■ Reading passage

----------------

Configure PostgreSQL

If you already have PostgreSQL installed, you must enable the logical decoding feature of PostgreSQL (v. >=9.4) and enable a logical decoding output plugin. PostgreSQL v.10+ includes the pgoutput logical decoding output plugin by default. If you are on a lower version, you must first install either decoderbufs or wal2json. More information can be found on the Debezium website here

After you have an acceptable local decoding output plugin installed, refer to the Debezium documentation to complete the configuration of your PostgreSQL server https://debezium.io/documentation/reference/0.10/connectors/postgresql.html#server-configuration

Install PostgreSQL

If you do not have PostgreSQL installed, you may use a Helm Chart to get a working PostgreSQL instance on your cluster.

This section will guide you through the installation of PostgreSQL using the Stable Helm Chart. You will also add some additional configuration for PostgreSQL necessary for Debezium to read the PostgreSQL transaction log. PostgreSQL will be available on port 30600 of your cluster nodes. The superuser will be postgres, password is passw0rd and an initial database name of postgres.

----------------

(Data items)

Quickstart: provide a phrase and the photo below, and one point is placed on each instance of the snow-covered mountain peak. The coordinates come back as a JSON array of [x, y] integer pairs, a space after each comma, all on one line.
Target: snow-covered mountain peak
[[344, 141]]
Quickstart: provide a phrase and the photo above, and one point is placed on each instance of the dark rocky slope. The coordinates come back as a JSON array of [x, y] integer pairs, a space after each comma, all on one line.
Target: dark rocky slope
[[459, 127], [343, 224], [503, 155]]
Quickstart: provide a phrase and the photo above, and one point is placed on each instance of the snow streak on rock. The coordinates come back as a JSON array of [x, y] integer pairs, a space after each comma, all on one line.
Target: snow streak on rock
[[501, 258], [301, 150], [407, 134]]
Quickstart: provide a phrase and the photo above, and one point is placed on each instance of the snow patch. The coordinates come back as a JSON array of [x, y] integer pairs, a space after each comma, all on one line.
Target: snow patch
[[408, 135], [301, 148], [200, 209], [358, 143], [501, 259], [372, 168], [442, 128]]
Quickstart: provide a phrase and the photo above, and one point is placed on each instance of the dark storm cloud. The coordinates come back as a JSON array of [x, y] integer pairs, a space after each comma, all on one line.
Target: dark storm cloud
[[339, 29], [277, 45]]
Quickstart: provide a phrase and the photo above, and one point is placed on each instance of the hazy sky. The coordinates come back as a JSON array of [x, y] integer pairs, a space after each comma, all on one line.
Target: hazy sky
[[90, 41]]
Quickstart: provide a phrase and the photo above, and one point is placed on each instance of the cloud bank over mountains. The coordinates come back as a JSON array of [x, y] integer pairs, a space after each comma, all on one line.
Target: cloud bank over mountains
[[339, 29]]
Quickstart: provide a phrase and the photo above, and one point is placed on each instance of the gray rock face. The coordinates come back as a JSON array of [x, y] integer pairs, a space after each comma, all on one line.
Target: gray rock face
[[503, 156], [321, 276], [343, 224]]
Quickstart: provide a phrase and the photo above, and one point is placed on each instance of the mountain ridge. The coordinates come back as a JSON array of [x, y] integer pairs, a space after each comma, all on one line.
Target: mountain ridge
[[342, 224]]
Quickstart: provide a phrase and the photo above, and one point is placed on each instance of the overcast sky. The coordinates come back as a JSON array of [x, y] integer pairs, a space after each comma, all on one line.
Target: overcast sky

----------------

■ Stated problem 1
Answer the following questions using the PostgreSQL setup text.
(a) Which logical decoding output plugin does PostgreSQL v.10+ include by default?
(b) On which port of the cluster nodes will PostgreSQL be available?
(c) What password is given for the superuser?
■ Stated problem 2
Write the next portion of the PostgreSQL setup text, picking up after its final sentence.

■ Final result 1
(a) pgoutput
(b) Port 30600
(c) passw0rd

■ Final result 2
  1. Create a PostgreSQL configuration necessary for Debezium. Create a file in your workspace named extended.conf with the following contents:

      # extended.conf
    
      wal_level = logical
      max_wal_senders = 1
      max_replication_slots = 1
    

  2. Create a ConfigMap from the extended.conf file with the following command (replacing your-namespace-here)

      $ oc create configmap --namespace your-namepace-here --from-file=extended.conf postgresql-config
    

  3. Install PostgreSQL using the Stable Helm Chart with the following command (replacing your-namespace-here). For more configuration options, refer to the PostgreSQL Helm Chart

      $ helm install --name postgres --namespace your-namespace-here --set extendedConfConfigMap=postgresql-config --set service.type=NodePort --set service.nodePort=30600 --set postgresqlPassword=passw0rd --set securityContext.runAsUser=5000 --set volumePermissions.securityContext.runAsUser=5000 stable/postgresql --tls
    

  4. Finally, connect to your PostgreSQL instance with your favorite PostgreSQL client and create a table with data. Note that the psql client is installed on the postgres container. You may exec into the postgres container and use psql from there.

      $ oc exec --namespace your-namespace-here -it postgres-postgresql-0 -- /bin/sh
    
      $ psql login --user postgres
    

Add Sample Data to PostgreSQL

  1. Open a shell in the Postgres container.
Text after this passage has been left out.